* [Extracted text]
I hate focusing part of this column on the mistake of one player but sometimes it’s the little plays in the middle of games that make all the difference. Despite the final score, Winnipeg was in this game. Starting in the 3rd quarter, the Blue Bombers had managed to wrest much of the momentum away from the Alouettes by scoring the final ten points of the half.
Third quarter starts and, thanks to a drop by Jamel Richardson, Montreal went two-and-out and was forced to punt. This was the perfect opportunity for Buck Pierce and company to take the lead. Instead Browne jumps a little too early, this leads to an offsides penalty, which sets up a 3rd and less than a yard which results in Adrian Mcpherson barely converting the 3rd down.
Four plays later, Calvillo hits Patrick Lavoie with a short pass and he rumbles his way 20 yards for a touchdown, 24-13, game over.
(3) Chevon Walker is better than you.

* [Data under study]

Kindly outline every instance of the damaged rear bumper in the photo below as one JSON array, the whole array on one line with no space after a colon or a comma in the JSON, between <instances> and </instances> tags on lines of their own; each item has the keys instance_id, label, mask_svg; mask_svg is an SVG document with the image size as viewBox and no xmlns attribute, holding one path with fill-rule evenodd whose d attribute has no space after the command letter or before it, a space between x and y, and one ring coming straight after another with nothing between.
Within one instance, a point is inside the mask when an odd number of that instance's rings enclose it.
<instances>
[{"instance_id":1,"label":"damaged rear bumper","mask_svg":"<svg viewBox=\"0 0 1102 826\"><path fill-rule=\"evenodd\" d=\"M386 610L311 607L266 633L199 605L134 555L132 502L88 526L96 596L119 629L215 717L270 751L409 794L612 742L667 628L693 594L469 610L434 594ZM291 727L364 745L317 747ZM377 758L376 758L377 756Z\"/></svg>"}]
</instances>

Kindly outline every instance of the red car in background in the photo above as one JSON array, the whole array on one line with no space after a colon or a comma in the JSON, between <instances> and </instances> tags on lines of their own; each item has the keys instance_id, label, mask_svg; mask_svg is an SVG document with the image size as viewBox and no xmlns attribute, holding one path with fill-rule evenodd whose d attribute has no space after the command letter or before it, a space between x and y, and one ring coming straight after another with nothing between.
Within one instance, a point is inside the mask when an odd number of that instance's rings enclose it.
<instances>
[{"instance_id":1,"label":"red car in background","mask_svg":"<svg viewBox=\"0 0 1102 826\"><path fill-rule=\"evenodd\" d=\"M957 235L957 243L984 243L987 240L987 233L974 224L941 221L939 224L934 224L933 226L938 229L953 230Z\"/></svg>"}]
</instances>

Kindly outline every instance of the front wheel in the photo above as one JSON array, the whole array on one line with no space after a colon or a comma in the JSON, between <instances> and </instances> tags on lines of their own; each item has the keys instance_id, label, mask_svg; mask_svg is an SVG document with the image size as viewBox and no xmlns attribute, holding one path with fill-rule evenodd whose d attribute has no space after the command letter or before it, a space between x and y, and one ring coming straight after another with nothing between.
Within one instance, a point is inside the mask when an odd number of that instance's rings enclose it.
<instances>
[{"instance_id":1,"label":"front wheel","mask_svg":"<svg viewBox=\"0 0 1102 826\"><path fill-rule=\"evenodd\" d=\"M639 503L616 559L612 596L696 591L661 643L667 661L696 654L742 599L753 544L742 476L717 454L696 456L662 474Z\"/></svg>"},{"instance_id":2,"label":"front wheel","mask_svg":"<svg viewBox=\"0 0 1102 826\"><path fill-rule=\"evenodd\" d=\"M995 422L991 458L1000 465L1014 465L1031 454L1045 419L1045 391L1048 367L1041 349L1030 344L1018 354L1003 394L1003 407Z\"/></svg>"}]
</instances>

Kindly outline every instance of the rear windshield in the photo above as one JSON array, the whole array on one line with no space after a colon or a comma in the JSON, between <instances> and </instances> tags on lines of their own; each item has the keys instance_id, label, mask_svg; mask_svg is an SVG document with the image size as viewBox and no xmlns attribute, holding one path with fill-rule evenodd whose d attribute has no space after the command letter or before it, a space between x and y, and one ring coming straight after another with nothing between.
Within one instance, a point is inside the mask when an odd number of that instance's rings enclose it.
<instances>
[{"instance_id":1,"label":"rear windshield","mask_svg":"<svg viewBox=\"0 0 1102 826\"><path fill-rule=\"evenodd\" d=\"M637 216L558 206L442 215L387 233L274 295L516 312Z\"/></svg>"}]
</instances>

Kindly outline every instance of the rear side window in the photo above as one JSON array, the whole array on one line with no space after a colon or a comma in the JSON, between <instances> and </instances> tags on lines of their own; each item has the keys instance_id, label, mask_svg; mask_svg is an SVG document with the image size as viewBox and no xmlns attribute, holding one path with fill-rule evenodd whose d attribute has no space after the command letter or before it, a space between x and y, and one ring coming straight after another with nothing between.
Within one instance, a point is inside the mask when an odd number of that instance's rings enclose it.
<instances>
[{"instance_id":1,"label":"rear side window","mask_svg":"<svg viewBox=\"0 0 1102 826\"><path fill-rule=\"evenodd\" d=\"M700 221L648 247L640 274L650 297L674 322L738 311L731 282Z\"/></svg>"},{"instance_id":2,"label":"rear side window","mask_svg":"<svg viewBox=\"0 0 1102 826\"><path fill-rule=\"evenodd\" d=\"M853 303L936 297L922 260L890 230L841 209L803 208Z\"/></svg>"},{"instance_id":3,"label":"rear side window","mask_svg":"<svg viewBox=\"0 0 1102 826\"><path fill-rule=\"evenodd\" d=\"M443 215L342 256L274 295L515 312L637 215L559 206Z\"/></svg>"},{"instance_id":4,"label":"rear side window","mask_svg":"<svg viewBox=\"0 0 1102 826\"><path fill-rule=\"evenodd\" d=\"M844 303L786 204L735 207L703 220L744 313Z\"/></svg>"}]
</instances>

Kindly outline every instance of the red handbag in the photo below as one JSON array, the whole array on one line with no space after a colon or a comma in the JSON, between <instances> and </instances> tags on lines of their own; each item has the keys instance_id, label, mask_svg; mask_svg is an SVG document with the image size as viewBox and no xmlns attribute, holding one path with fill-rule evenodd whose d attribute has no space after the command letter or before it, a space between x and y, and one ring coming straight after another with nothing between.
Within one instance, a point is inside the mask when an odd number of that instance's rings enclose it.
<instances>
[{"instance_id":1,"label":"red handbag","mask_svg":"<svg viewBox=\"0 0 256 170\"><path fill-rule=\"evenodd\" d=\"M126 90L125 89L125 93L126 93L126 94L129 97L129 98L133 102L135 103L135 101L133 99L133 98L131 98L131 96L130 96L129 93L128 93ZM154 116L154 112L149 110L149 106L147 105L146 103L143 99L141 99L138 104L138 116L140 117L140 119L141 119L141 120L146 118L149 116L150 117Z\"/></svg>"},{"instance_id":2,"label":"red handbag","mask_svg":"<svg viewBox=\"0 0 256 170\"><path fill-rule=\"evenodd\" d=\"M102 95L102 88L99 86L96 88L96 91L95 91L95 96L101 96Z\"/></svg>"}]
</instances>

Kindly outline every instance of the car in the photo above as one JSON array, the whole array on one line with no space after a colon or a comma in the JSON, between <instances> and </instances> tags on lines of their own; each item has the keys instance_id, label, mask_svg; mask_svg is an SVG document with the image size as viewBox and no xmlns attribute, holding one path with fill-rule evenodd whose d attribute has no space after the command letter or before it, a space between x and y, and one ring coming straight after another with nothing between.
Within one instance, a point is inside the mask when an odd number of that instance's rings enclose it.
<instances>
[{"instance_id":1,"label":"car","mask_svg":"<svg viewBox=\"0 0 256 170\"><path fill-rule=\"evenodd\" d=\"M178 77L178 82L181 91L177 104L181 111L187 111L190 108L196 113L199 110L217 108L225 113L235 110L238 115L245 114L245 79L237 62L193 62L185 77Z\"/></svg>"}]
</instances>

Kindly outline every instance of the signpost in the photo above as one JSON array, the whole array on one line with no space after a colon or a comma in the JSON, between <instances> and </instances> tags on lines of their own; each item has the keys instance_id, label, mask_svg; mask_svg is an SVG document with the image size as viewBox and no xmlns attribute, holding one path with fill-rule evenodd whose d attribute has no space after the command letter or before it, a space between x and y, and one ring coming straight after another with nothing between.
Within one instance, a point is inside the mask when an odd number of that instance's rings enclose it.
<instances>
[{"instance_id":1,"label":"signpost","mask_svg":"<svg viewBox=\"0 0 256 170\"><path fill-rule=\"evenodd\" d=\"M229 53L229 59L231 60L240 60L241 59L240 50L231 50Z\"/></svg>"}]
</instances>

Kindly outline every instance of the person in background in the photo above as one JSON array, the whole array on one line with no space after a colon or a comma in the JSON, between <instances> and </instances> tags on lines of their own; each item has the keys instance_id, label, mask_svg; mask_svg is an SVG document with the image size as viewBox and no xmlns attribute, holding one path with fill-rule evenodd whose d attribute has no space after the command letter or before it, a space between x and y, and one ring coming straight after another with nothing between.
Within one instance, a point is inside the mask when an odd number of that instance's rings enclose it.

* [Work order] Print the passage of the football column starting with "Third quarter starts" and going on through "better than you.". The entries are separate material that has nothing to do with the football column.

* [Response to the task]
Third quarter starts and, thanks to a drop by Jamel Richardson, Montreal went two-and-out and was forced to punt. This was the perfect opportunity for Buck Pierce and company to take the lead. Instead Browne jumps a little too early, this leads to an offsides penalty, which sets up a 3rd and less than a yard which results in Adrian Mcpherson barely converting the 3rd down.
Four plays later, Calvillo hits Patrick Lavoie with a short pass and he rumbles his way 20 yards for a touchdown, 24-13, game over.
(3) Chevon Walker is better than you.